(TASK)
Rewrite every row from the start through the row containing "x=573 y=513", including the lines beginning with #. Scale each x and y coordinate by 0.95 and round to the nearest whole number, with halves rounded up.

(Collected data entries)
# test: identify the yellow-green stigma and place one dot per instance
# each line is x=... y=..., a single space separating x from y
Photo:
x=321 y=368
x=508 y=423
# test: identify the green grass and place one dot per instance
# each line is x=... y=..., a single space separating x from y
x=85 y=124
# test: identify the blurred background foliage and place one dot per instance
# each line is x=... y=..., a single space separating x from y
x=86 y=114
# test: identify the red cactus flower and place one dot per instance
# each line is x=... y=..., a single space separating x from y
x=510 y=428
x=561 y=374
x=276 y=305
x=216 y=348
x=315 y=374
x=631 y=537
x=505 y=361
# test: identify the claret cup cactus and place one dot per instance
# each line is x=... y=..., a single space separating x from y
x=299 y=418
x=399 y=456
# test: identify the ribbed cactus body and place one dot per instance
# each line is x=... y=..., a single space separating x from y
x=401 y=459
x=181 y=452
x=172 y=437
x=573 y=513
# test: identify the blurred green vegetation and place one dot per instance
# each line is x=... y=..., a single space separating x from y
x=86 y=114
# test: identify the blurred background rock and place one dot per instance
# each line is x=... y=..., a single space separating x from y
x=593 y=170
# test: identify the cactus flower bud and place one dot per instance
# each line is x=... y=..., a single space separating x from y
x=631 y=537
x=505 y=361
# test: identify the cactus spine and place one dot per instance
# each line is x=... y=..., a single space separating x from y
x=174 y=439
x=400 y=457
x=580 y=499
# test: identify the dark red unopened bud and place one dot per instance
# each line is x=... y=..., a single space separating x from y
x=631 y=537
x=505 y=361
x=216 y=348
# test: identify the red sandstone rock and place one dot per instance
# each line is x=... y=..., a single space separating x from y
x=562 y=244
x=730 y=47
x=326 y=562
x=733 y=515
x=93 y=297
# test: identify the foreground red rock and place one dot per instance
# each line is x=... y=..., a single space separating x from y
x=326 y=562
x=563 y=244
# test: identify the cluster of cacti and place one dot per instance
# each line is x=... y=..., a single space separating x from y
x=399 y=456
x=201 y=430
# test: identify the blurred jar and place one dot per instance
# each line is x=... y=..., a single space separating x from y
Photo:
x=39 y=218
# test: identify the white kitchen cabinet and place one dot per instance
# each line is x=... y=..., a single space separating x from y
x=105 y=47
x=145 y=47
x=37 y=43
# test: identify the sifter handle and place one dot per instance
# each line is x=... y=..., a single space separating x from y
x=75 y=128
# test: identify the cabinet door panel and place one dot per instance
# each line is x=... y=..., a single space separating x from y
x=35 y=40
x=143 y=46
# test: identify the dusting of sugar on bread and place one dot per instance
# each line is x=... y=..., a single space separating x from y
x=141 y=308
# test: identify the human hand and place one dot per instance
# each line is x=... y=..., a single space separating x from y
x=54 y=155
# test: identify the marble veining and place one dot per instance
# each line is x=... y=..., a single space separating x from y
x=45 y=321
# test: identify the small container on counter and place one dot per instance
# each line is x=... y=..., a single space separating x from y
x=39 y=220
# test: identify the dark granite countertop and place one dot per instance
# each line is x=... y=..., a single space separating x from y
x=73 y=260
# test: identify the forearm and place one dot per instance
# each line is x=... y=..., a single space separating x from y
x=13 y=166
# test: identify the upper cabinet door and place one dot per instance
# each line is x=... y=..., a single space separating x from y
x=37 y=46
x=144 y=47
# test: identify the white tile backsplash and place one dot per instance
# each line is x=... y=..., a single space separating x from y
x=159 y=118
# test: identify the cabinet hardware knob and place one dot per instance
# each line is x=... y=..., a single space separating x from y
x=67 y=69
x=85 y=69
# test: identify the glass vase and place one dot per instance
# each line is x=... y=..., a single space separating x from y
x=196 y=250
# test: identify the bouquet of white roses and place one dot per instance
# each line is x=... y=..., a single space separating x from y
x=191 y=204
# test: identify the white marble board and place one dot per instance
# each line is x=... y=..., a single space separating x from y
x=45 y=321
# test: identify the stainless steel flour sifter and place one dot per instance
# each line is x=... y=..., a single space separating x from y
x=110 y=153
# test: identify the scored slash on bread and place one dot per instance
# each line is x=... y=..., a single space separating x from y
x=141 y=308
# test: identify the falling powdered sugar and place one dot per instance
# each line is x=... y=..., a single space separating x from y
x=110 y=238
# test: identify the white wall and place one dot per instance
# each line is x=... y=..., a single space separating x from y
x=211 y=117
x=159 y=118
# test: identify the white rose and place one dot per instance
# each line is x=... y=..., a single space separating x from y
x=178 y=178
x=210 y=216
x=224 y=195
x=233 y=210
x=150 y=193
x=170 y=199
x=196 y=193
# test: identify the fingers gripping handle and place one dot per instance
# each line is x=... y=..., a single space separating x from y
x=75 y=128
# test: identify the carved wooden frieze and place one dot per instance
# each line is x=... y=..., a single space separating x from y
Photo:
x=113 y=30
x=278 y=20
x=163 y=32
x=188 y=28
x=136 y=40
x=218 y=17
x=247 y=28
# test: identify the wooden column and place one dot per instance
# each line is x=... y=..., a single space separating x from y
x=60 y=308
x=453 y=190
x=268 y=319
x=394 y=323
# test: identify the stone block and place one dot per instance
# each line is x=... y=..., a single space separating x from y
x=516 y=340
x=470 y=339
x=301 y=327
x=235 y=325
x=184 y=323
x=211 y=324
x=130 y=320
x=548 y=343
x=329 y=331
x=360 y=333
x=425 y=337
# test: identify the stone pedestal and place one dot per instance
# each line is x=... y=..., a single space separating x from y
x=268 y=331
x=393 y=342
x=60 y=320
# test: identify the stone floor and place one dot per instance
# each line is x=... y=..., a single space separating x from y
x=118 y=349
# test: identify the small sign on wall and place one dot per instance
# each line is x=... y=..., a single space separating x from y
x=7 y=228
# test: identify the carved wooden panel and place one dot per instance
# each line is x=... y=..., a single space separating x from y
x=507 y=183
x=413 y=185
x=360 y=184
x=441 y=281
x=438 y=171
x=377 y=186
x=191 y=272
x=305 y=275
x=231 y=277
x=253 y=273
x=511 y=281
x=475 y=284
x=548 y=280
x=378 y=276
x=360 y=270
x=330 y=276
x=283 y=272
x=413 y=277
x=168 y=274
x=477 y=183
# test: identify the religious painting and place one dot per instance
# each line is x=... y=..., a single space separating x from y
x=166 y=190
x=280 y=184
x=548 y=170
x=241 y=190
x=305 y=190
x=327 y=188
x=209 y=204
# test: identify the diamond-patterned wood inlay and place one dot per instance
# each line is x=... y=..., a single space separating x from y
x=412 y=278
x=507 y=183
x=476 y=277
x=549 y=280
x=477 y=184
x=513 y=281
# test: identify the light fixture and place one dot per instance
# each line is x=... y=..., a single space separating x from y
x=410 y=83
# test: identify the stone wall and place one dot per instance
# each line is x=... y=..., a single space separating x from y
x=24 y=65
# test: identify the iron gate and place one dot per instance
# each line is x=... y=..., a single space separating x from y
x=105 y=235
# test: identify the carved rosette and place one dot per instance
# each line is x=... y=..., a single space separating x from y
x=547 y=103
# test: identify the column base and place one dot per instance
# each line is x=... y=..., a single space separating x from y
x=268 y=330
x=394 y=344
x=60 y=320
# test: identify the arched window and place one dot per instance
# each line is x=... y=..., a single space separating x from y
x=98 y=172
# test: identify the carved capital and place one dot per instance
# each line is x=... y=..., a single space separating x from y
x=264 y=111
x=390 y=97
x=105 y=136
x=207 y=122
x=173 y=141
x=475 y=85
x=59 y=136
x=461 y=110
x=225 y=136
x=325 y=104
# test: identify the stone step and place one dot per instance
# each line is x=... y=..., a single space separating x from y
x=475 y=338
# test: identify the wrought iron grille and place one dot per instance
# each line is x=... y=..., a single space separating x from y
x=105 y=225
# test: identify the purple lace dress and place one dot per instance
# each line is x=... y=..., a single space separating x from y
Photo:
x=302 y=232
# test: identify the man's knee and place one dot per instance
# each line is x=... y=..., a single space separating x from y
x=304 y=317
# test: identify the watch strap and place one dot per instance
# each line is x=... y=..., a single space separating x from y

(RESULT)
# test: identify the yellow-green stigma and place one dot per instance
# each line is x=... y=..., a single space separating x from y
Photo:
x=305 y=350
x=483 y=402
# test: identify the green grass and place one dot per instance
# each line is x=... y=..., a single space separating x from y
x=81 y=118
# test: identify the blurred background foliage and place one dot per instance
# each line is x=... y=..., a single space separating x from y
x=82 y=108
# test: identify the red cactus flower and place one dot per instance
# each line is x=... y=..., a single space separating x from y
x=485 y=407
x=533 y=355
x=262 y=290
x=205 y=331
x=299 y=355
x=599 y=510
x=480 y=343
# test: identify the claret cup cactus and place one dot per instance
# each line is x=... y=..., a single space separating x from y
x=284 y=397
x=379 y=433
# test: identify the ribbed cactus body and place one dot per instance
# each line is x=... y=..., a single space separating x from y
x=381 y=436
x=172 y=429
x=163 y=415
x=544 y=487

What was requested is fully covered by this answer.